** Begin Task inputs **
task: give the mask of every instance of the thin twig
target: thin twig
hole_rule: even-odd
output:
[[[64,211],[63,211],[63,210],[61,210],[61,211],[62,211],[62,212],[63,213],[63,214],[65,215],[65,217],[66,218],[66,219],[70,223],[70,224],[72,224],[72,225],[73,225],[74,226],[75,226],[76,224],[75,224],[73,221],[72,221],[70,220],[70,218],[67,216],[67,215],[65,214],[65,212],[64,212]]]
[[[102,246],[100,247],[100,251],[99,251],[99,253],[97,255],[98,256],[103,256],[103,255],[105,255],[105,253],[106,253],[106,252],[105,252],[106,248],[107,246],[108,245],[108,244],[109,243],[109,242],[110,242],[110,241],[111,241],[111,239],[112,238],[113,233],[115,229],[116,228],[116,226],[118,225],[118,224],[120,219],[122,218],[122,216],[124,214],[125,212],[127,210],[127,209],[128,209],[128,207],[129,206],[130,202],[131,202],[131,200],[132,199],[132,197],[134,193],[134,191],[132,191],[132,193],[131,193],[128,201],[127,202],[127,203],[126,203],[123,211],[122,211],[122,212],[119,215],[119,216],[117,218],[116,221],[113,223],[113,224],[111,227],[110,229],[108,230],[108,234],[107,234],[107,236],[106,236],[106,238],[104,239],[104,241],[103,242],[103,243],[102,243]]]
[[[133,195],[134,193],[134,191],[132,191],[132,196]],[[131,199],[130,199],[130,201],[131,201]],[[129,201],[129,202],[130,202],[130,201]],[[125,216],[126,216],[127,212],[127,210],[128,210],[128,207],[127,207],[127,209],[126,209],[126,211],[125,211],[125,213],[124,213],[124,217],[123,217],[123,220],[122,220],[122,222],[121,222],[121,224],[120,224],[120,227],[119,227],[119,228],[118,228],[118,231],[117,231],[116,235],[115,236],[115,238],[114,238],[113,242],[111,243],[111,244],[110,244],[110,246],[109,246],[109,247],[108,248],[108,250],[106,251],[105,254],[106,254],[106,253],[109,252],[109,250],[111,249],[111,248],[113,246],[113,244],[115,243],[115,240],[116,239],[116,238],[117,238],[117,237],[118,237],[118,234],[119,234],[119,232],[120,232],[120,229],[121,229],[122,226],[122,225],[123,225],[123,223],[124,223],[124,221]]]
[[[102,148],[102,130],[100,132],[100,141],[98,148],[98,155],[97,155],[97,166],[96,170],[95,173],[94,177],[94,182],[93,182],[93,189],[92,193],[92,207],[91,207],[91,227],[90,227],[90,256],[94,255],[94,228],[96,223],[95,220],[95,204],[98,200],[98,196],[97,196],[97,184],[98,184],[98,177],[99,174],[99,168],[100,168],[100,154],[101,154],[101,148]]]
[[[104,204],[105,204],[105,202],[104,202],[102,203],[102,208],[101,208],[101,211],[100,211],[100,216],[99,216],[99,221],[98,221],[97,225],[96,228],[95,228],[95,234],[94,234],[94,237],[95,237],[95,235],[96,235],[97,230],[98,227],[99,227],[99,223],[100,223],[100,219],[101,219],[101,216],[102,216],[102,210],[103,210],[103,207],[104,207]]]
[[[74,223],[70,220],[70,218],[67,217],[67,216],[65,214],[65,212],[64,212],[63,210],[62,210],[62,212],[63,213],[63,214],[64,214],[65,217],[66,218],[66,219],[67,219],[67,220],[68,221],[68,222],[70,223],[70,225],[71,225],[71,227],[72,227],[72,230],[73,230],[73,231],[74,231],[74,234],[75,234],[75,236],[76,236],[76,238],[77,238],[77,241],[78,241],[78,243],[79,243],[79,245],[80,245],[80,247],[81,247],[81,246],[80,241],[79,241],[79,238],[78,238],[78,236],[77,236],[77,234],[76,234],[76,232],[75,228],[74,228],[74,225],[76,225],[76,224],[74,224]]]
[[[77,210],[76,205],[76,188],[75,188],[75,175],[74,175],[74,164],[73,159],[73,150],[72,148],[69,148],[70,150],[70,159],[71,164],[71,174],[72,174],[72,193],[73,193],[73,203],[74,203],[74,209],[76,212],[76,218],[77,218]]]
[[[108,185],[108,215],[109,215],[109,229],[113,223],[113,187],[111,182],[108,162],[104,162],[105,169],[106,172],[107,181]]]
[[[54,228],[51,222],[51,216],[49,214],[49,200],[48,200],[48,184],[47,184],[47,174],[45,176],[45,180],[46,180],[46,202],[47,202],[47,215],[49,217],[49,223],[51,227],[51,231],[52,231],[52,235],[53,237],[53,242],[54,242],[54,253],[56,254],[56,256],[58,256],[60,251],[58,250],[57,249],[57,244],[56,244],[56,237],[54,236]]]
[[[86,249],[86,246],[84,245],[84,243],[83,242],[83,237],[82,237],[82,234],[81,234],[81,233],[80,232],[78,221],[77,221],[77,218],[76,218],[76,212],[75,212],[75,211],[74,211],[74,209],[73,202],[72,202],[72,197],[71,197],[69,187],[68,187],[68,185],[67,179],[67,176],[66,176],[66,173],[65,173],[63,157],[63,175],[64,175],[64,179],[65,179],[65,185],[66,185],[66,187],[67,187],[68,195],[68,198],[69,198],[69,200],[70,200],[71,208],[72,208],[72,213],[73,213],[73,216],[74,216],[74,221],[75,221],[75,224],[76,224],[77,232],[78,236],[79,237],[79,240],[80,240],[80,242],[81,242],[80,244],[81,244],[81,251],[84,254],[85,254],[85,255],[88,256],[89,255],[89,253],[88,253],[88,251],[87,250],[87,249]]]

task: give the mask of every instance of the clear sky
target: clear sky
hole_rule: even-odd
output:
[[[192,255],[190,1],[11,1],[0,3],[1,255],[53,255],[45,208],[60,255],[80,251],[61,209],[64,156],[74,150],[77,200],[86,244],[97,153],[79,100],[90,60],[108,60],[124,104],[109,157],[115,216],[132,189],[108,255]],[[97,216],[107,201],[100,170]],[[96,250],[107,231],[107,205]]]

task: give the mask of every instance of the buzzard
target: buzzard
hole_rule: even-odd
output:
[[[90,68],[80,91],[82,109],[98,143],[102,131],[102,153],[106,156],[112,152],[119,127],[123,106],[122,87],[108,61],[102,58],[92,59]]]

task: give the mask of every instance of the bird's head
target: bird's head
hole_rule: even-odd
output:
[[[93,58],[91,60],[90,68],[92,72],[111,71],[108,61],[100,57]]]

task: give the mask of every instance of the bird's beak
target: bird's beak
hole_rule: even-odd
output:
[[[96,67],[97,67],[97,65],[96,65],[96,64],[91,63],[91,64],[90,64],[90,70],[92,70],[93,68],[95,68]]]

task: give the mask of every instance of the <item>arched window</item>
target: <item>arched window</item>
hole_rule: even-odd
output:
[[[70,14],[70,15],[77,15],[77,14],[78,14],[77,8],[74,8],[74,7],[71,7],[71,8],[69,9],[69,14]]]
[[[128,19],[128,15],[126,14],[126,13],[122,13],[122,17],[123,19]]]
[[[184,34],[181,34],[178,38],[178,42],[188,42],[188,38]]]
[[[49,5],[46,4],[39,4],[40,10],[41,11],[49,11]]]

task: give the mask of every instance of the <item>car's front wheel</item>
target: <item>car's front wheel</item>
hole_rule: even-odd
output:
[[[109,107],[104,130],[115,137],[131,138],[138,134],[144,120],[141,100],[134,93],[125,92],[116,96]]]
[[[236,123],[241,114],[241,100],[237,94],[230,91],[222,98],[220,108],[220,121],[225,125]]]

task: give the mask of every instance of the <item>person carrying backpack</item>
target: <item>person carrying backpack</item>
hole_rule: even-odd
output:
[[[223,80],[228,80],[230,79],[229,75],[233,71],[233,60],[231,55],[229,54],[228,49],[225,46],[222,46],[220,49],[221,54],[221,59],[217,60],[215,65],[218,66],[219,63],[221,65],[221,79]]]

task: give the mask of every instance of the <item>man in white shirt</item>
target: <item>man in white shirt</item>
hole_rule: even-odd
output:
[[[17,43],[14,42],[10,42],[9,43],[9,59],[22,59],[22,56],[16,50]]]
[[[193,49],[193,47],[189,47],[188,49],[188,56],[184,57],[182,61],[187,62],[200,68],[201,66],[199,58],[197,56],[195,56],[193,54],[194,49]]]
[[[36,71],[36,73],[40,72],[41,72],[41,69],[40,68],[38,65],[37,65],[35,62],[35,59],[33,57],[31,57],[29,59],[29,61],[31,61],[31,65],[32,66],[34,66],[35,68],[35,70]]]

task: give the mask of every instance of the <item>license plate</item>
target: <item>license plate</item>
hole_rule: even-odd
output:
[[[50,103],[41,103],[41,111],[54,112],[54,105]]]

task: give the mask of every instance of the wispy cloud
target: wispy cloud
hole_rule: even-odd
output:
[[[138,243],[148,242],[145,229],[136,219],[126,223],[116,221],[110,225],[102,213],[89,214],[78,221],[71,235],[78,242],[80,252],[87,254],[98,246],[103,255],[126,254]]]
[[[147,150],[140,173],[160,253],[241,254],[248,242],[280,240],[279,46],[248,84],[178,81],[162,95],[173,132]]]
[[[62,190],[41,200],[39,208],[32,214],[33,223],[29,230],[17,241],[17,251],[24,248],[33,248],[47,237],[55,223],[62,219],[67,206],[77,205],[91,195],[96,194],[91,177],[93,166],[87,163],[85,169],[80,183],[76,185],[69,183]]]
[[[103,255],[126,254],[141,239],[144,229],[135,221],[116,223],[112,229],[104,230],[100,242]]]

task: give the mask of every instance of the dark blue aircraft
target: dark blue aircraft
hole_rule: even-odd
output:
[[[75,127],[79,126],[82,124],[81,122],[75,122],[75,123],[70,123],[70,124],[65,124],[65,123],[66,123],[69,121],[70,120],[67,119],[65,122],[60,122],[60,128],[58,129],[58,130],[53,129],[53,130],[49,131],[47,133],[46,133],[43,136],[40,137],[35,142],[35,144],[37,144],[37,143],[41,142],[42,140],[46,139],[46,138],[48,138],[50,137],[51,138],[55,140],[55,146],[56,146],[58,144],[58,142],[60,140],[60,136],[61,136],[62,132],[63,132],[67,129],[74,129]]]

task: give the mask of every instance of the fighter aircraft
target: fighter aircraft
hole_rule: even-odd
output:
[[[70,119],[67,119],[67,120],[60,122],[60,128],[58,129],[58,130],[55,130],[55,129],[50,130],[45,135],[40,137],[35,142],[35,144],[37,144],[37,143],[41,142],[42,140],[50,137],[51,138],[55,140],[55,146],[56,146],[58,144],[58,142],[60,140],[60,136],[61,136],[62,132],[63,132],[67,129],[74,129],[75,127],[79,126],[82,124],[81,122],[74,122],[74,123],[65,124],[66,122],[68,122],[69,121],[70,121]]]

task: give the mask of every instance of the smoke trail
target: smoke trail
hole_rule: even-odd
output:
** End Task inputs **
[Prompt]:
Pick out each line above that contains the string "backpack", matching case exactly, and copy those lines.

[Completed exercise]:
task: give the mask of every instance of the <item>person carrying backpack</item>
target: <item>person carrying backpack</item>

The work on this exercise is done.